SOURCE EXTRACT —

The results of a mock study where four appraisers were timed to make an inspection decision on a 13 widgets.
Determine if there is a significant difference of means in two or more appraisers.
All other criteria are equal.
Since TIME is the only factor, this is a One-Factor or One-Way ANOVA. There are four levels that are controlled in the experiment, one being each appraiser.
The first step is to create the test. In general, if the p-value is lower than the alpha-risk then the alternate hypothesis is inferred (reject the null).
Null Hypothesis: Population means of the different appraisers are equal.
Alternate Hypothesis: One of the means are not the same
There are a total of 51 Degrees of Freedom computed from (13*4) - 1.
Using a One-Way test with an alpha-risk of 0.05, the p-value is well above 0.05 at 0.847 (see results table below).
The F-statistic, and heavily overlapping confidence intervals are also evidence that there is no difference among any pairs or combinations of them.
It is concluded that there is not a statistical difference between any of the appraisers.

WRITTEN REQUEST 1 — Return every line of the rows below that contains the string "stadium", matching case exactly.

DATASET ROWS —
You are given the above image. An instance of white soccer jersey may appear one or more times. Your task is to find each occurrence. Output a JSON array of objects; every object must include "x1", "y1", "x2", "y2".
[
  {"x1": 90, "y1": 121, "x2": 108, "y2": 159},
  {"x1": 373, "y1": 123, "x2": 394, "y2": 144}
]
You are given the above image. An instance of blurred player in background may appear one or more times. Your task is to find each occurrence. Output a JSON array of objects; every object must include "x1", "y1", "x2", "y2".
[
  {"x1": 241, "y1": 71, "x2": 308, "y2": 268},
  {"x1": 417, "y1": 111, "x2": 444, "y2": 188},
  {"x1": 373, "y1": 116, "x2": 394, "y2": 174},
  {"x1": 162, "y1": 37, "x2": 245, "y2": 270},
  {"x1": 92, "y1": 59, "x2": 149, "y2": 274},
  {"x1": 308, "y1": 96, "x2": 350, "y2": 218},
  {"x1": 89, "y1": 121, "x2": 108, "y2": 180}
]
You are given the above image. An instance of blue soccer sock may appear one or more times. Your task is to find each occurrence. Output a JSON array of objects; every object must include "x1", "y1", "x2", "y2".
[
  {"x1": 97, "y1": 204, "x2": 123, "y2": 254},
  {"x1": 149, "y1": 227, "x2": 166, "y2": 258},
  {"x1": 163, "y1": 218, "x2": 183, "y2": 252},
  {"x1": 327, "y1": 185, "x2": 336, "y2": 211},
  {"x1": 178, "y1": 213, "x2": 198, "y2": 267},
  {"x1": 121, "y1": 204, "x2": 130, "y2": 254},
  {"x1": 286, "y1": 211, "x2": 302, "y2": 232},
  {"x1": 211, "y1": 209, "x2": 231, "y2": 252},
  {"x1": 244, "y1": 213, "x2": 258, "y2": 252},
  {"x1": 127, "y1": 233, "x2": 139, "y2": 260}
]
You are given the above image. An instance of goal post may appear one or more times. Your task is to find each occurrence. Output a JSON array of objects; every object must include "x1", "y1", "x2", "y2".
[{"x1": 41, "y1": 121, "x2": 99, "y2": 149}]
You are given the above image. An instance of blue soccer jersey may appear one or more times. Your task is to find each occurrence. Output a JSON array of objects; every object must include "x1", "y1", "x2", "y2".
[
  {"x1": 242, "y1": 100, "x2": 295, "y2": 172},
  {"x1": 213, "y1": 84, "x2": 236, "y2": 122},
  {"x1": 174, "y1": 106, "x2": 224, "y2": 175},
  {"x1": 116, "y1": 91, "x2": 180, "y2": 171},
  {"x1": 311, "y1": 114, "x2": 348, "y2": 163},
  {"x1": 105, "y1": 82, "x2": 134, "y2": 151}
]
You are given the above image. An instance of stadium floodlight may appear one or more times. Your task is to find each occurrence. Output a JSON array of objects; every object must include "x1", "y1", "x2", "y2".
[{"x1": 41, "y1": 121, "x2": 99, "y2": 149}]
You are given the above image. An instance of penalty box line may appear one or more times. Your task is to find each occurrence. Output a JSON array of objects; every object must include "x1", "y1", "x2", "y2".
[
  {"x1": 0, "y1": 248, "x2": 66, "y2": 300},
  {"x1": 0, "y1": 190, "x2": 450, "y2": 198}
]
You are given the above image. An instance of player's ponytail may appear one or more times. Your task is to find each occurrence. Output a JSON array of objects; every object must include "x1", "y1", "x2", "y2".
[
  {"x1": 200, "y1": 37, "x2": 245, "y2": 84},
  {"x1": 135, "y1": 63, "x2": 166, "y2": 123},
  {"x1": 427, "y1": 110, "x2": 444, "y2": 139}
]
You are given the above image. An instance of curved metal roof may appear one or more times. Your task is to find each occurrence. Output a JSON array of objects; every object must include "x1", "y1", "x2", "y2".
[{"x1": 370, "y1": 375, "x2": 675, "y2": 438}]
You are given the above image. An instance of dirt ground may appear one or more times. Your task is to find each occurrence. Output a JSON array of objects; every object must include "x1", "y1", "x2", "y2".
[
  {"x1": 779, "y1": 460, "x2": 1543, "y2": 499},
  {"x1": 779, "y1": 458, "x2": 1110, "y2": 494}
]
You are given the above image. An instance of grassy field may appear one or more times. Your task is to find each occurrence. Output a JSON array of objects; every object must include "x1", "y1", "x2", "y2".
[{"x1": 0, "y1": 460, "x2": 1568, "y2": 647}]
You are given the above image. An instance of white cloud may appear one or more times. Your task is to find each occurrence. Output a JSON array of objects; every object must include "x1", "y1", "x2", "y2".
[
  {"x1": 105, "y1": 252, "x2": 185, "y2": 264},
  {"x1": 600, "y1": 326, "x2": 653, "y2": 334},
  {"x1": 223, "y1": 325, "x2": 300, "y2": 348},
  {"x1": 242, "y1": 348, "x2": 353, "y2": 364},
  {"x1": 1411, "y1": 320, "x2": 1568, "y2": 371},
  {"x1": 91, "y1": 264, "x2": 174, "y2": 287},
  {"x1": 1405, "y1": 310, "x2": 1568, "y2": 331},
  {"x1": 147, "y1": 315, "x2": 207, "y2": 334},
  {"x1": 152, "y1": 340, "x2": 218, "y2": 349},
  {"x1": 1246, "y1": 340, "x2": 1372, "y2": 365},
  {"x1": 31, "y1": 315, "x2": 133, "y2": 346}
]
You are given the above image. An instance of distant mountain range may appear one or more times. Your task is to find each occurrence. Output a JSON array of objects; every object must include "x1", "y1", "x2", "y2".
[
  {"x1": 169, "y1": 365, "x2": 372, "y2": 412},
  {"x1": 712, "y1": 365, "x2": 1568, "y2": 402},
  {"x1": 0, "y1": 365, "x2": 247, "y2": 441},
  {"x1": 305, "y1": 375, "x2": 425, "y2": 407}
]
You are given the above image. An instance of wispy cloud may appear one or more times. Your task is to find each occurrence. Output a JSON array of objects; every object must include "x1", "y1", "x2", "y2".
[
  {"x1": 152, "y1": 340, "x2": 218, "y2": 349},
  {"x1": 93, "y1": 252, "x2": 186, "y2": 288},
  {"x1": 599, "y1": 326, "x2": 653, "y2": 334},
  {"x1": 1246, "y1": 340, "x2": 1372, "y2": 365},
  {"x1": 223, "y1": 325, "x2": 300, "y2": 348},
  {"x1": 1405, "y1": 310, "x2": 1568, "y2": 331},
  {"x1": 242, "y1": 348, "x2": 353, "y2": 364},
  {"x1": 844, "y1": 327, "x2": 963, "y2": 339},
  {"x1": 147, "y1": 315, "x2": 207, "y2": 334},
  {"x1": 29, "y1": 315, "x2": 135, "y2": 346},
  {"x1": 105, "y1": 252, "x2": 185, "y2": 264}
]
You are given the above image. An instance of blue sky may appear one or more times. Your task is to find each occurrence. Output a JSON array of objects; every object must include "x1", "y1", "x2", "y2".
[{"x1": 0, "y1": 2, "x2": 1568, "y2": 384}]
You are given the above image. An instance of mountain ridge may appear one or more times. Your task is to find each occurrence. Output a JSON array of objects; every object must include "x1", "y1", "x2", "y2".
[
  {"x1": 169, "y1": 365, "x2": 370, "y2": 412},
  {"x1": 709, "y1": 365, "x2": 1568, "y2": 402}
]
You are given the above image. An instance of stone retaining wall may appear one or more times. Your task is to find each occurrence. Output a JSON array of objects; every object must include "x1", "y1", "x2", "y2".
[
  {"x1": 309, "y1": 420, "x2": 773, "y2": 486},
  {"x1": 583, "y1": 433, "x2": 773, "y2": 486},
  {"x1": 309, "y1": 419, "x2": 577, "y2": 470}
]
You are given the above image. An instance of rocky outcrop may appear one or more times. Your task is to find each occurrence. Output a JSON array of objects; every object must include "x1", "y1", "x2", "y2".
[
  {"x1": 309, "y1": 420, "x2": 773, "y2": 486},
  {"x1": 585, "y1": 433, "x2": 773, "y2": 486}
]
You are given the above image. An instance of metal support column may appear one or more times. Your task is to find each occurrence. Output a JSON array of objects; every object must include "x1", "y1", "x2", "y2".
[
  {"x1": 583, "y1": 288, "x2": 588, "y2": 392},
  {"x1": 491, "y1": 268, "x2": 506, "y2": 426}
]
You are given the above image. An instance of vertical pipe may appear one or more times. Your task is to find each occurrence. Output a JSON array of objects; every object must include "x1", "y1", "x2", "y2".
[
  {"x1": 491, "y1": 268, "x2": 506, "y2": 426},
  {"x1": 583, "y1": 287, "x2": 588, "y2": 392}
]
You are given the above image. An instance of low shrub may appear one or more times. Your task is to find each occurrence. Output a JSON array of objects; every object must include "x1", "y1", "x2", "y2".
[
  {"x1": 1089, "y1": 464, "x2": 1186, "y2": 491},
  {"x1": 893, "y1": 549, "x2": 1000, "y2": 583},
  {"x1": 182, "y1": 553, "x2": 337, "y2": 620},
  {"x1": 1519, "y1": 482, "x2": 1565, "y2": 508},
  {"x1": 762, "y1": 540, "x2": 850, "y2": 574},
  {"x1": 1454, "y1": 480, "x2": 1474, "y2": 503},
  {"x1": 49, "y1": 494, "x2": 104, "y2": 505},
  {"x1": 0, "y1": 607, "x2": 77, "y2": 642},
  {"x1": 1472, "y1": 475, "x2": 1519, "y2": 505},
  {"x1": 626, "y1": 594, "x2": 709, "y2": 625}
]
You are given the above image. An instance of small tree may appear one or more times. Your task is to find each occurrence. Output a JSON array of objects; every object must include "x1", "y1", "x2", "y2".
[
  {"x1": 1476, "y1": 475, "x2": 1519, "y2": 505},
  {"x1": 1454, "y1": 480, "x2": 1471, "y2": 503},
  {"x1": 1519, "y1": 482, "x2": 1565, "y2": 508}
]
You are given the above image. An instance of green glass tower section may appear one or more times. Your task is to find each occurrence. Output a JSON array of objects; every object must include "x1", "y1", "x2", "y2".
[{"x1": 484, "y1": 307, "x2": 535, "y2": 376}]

WRITTEN REQUEST 2 — Based on the appraiser timing study above, say whether each statement agrees with the text. Answer yes or no, and quote the deciding words. (a) Four appraisers were timed in the study. (b) The p-value came out below the alpha-risk of 0.05. (c) The study found a statistical difference between two of the appraisers.

FULL OUTPUT 1 —
You are given the above image. An instance of stadium floodlight may appear one or more times. Your task is to find each occurrence. Output a JSON array of objects; every object must include "x1", "y1", "x2", "y2".

FULL OUTPUT 2 —
(a) Yes: "four appraisers were timed to make an inspection decision"
(b) No: "the p-value is well above 0.05 at 0.847"
(c) No: "there is not a statistical difference between any of the appraisers"